--- Available data Enclosed Below ---

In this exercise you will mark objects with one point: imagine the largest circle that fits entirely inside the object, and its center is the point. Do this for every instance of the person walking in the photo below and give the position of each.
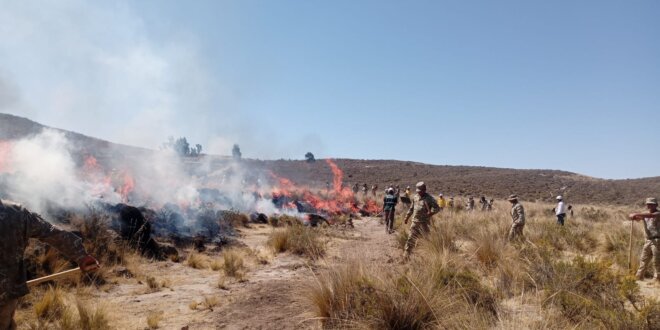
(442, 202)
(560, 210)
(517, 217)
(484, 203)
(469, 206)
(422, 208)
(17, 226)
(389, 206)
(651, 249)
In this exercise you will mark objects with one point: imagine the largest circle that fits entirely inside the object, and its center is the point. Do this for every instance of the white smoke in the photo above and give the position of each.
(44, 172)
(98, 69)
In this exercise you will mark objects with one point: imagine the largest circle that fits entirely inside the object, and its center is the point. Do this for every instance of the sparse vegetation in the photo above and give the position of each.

--- End of Enclosed Available data ---
--- Available data Enclosed Below ---

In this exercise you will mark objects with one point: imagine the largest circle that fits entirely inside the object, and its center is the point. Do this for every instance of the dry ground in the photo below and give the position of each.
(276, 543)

--- End of Enclosed Available data ---
--- Available data Enclosed Below ---

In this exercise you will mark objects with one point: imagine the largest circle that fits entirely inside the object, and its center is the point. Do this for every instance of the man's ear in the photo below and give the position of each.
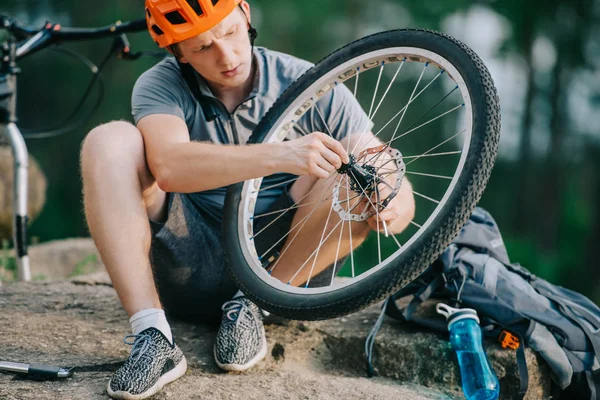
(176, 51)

--- End of Enclosed Available data ---

-- The task --
When you reach the line holding "of the person" in the listing above, begin retyping exactly, and stop once the line holding "of the sparse" is done; pictures stay out.

-- Written answer --
In this exercise you will mark objects with one point: imagine the largest circle that fits entirely inside the object, and its center is the point. Do this for every instance of the person walking in the photo below and give the position of each.
(442, 202)
(560, 210)
(517, 217)
(484, 203)
(469, 206)
(422, 208)
(17, 226)
(389, 206)
(651, 249)
In this exercise you will mark objects with one point: imagine the largest circle that fits entirely inside the object, and its center is the point. Do this for every instance of the white smoke in the photo above and give the position of each.
(44, 172)
(98, 69)
In this exercise you will mark objects with one point: imagine the largest circle that fits entirely inside the object, and its center is the point. Do this for every instance of the sparse vegetation in the photo above and give the position of each.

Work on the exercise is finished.